= REQUIRED ACTIONS =
1. Please quote the OpenACC forum post word for word, starting with "The only difference" and going on through "did not work.".
2. In the OpenACC forum post, after “private(inv_rho_zz_old)” is removed, what is compiled that works fine?
3. Write what comes next in the OpenACC forum post, picking up after its final sentence.

= TEXT TO READ =

^^^^^^^^

The only difference I see here is that with parallel, there is “3474,” added before Accelerator kernel generated.


Remove “private(inv_rho_zz_old)” and compile with parallel still did not work.
Works fine when compile with kernels.

Thanks,

Wei

Mat,

Here is another loop, which runs fines without OpenACC directive,
#ifdef _OPENACC
!!acc data copyin(inv_config_dt), &
!!acc copyin(qv_1(1:nVertLevels, 1:nCells)), &
!!acc copyin(qv_2(1:nVertLevels, 1:nCells)), &
!!acc copyout(rqvdynten(1:nVertLevels, 1:nCells))
!!acc parallel loop vector collapse(2) independent
do iCell = 1,nCells
do k = 1,nVertLevels
rqvdynten(k, iCell) = ( qv_2(k, iCell) - qv_1(k, iCell) ) * inv_config_dt
end do
end do
!!acc end parallel
!!acc end data
#else
rqvdynten(:,:) = ( qv_2(:,:) - qv_1(:,:) ) * inv_config_dt
#endif

It compiles fine with kernels, or parallel by turning the directives on (change !!acc to !$acc). But both failed to run.

^^^^^^^^

= DATASET ENTRIES =
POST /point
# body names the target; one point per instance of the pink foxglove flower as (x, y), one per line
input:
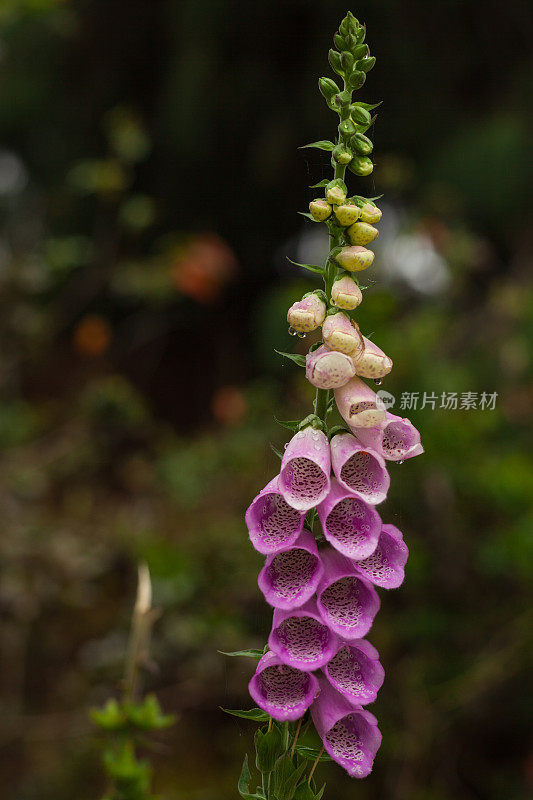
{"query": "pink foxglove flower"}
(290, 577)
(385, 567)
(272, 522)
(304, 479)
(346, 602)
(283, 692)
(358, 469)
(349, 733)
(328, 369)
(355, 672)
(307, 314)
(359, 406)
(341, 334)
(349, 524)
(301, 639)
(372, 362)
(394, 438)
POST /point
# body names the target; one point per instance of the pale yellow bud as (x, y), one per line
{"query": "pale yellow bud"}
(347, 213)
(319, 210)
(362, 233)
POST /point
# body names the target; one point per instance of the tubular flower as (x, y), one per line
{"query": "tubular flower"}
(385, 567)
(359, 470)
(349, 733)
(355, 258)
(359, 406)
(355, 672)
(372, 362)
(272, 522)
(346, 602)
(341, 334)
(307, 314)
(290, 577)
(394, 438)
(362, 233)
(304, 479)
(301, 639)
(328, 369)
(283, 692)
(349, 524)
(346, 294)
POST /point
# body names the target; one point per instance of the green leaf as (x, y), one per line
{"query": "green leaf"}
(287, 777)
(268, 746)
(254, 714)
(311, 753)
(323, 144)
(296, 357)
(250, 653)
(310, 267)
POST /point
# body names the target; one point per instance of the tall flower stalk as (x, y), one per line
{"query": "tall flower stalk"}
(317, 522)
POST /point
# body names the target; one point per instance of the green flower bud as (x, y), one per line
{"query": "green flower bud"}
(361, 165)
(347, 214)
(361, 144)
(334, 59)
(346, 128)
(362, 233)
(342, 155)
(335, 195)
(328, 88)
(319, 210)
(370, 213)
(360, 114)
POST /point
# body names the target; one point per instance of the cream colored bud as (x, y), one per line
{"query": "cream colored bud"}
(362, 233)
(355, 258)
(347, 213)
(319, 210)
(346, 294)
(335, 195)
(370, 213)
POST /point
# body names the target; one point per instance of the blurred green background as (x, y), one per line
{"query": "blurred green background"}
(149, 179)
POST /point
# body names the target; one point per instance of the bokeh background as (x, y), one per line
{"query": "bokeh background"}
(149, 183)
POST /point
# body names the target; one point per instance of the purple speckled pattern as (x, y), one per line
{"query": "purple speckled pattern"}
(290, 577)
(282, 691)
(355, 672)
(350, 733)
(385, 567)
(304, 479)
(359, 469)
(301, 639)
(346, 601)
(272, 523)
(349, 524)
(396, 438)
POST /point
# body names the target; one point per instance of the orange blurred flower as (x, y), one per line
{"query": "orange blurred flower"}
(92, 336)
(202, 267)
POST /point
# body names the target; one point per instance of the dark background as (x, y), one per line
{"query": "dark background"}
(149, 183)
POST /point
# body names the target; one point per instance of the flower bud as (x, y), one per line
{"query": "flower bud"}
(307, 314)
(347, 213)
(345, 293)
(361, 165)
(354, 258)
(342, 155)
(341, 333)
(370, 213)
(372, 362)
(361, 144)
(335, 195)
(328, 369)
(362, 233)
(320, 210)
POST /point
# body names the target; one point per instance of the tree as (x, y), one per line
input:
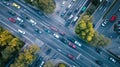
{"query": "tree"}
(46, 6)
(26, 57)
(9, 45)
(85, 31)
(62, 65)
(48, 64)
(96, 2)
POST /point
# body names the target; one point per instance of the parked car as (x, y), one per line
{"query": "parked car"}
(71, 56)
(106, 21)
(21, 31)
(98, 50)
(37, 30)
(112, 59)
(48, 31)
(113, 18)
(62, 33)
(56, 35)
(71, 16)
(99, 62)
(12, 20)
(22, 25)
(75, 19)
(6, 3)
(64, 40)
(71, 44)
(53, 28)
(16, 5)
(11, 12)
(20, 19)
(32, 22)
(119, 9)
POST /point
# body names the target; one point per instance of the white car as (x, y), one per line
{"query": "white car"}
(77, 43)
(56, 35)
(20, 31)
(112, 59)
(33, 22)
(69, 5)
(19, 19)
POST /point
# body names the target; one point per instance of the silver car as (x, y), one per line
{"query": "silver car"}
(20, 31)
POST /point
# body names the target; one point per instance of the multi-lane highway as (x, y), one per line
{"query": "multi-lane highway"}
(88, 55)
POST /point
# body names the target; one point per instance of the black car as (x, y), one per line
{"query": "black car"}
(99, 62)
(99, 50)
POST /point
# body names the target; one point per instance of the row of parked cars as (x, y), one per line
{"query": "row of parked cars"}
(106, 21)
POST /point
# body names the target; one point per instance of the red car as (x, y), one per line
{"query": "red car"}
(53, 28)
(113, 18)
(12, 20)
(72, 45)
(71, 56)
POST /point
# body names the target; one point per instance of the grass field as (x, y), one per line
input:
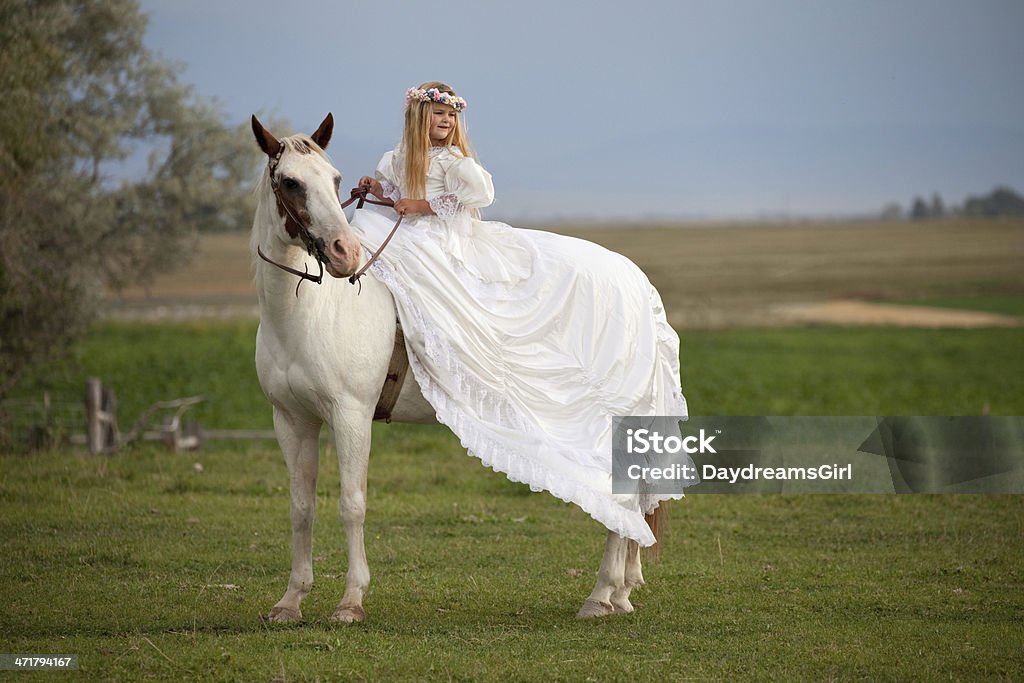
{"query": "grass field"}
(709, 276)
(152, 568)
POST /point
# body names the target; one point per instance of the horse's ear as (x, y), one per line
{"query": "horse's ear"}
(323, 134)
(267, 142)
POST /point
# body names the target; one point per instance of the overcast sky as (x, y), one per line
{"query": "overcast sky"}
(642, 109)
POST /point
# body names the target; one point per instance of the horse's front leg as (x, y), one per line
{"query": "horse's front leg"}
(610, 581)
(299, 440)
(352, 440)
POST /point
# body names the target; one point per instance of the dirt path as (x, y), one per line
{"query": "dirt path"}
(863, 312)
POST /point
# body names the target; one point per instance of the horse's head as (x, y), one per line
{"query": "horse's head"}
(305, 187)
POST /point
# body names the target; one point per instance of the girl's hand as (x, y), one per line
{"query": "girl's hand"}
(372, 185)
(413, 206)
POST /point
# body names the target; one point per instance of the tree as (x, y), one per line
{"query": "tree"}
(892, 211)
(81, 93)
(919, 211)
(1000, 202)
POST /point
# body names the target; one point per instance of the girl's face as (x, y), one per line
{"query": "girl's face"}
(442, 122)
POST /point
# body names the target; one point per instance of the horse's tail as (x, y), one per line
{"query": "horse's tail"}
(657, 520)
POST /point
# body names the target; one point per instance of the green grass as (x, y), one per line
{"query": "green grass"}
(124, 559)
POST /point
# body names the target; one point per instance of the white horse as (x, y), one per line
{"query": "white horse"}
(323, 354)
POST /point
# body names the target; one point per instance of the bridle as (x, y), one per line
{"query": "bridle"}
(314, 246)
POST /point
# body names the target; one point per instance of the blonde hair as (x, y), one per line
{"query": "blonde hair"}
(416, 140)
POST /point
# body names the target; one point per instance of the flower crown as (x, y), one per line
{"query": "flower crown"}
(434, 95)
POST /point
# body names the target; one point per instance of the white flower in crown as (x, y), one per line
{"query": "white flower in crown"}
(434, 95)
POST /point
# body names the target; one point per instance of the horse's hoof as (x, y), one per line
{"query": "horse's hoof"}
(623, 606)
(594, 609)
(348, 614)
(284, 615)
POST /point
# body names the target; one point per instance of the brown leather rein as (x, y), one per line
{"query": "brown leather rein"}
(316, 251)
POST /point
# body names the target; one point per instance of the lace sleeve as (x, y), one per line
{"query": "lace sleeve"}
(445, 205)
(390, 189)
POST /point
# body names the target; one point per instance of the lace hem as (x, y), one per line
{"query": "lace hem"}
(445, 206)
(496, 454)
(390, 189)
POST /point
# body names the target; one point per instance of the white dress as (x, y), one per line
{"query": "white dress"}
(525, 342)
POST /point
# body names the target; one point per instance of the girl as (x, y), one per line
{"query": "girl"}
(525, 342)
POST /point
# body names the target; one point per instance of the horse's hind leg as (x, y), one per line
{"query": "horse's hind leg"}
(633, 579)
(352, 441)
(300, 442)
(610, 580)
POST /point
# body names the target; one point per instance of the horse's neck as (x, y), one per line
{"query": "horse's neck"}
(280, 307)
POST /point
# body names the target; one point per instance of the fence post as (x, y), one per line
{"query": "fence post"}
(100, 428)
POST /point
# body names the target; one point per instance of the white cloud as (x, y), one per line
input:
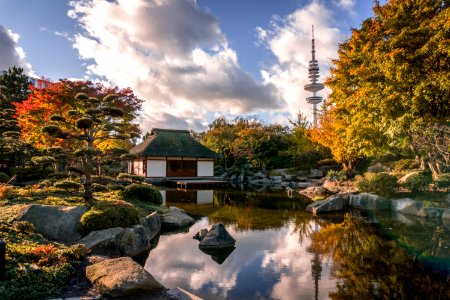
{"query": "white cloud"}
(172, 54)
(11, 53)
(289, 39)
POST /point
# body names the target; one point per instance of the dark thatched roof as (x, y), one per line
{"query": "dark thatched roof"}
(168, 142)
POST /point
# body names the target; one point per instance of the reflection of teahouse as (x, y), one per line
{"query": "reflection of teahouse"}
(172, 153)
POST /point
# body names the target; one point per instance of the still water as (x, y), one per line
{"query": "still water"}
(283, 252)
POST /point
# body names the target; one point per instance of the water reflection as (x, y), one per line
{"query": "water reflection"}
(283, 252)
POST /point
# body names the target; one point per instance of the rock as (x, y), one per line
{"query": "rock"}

^^^^^^^^

= RESPONSES IN ORDER =
1.
The only difference I see here is that with parallel, there is “3474,” added before Accelerator kernel generated.


Remove “private(inv_rho_zz_old)” and compile with parallel still did not work.

2. Compiling with kernels works fine.

3.
This loop looks so simple, it really makes me frustrated.

Any suggestions?

Thanks,

Wei

Hi Wei,

I’m going to need a reproducing example. I understand that your code is confidential, but could you try and extract the failing case, obfuscate the code, and send it to PGI Customer Service (trs@pgroup.com)?

I agree that the code does look simple and something that’s been done many times before. Hence, there’s something else going on.

Note I have seen instances where one part of stomping on memory in one part of the code causing a failure in a completely different section of code. I have no idea if that’s the case here, but one thing to try is turn off all OpenACC code, except this bit and see if it still fails.

  • Mat

Mat,

It is kind of hard to get a simple reproducible code.

I’ll try what you suggested: Just turn on directives fr this loop, and see how things going.

Thanks,

Wei

Mat,

I tried to create a short program just have the loop, as:

program tst
implicit none

#ifdef SINGLE_PRECISION
integer, parameter :: RKIND = selected_real_kind(6)
#else
integer, parameter :: RKIND = selected_real_kind(12)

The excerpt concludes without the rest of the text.